**YOUR INSTRUCTIONS:**
Copy out the listing below word for word, from start to finish, but leave the pictures out.

**EXERCISE INPUT:**

•••••

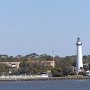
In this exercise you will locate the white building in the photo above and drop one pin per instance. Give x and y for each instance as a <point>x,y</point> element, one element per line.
<point>79,61</point>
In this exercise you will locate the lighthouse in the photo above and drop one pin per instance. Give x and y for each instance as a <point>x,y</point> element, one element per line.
<point>79,61</point>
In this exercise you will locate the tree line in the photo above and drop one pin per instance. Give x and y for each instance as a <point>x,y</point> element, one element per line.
<point>32,64</point>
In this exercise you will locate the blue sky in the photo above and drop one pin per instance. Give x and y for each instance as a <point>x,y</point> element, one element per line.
<point>40,26</point>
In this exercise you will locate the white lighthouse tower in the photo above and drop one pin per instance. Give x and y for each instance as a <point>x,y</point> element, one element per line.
<point>79,61</point>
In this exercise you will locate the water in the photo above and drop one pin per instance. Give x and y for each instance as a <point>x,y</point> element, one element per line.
<point>46,85</point>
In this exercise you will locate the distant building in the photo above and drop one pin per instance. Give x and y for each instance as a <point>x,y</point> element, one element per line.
<point>12,64</point>
<point>51,63</point>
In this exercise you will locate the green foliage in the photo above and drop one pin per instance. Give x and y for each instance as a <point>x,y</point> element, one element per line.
<point>4,69</point>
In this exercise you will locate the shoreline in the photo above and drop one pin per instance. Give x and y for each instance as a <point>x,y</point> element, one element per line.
<point>25,78</point>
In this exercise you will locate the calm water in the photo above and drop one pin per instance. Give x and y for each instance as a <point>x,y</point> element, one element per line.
<point>47,85</point>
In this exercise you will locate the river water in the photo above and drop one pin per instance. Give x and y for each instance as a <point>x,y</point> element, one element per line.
<point>46,85</point>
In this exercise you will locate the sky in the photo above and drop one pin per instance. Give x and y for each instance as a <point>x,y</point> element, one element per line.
<point>40,26</point>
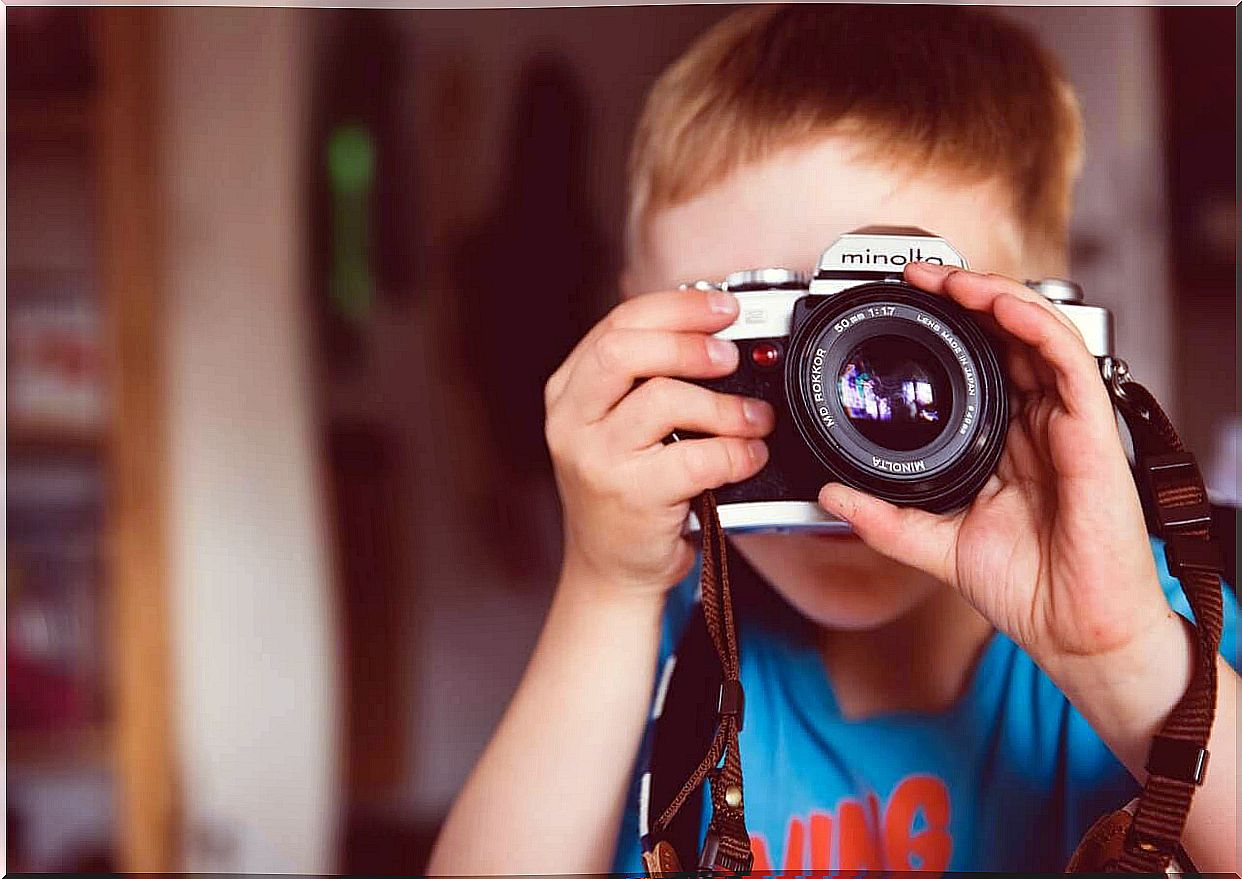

•••••

**FINAL RESULT:**
In this exercise you will locate the white building in the photo above and drop one pin per instance. Give x and y for each instance as a <point>x,y</point> element, one element per line.
<point>79,61</point>
In this exercise you will locate the lighthouse in the photo above and drop one pin per instance. Give x and y for each instance as a <point>x,y</point> element, one element per line.
<point>79,61</point>
In this exercise you will locate the tree line in the photo above and drop one pin per instance. Give x and y for each instance as a <point>x,y</point> element, one element per line.
<point>32,64</point>
In this exercise you will locate the blue sky in the photo above and drop one pin per instance. Give x and y for each instance as a <point>x,y</point> element, one element per line.
<point>40,26</point>
In this exercise you will locate the white lighthouse tower in the photo above and drop one pin per instance. Give x and y for each instance as a <point>x,y</point> element, one element per line.
<point>79,61</point>
In this exercise you will locate the water in the photo above and drop one pin per instance. Give x and y for each instance as a <point>x,y</point> element, one element per line.
<point>46,85</point>
In this exercise you will locate the distant building in the photo above and drop one pin per instance. Give x and y for each instance as a <point>x,y</point> element, one element per line.
<point>12,64</point>
<point>51,63</point>
In this exercise you will locate the green foliage in the photo above and drop one pin per instance. Give x and y for each instance as a <point>x,y</point> element, one element per line.
<point>4,69</point>
In this exercise you will locate the shoreline in the photo above and drop one pin per instance. Give x and y for each instance as a <point>x,y</point> element, one element per line.
<point>25,78</point>
In this exercise you will locate the calm water in the photo above and drop one pin per instance. Give x and y for each instance as a <point>x,y</point> element, one element per line.
<point>47,85</point>
In this exercise you will locate the river water in the photo above and drop one pin per instance. Give x and y for each instance as a <point>x,y</point> element, one element per line.
<point>46,85</point>
In this exercise you will locate the sky in the photo above and drop one pin per instance. Give x and y for each instance as a <point>x,y</point> element, one element per line.
<point>40,26</point>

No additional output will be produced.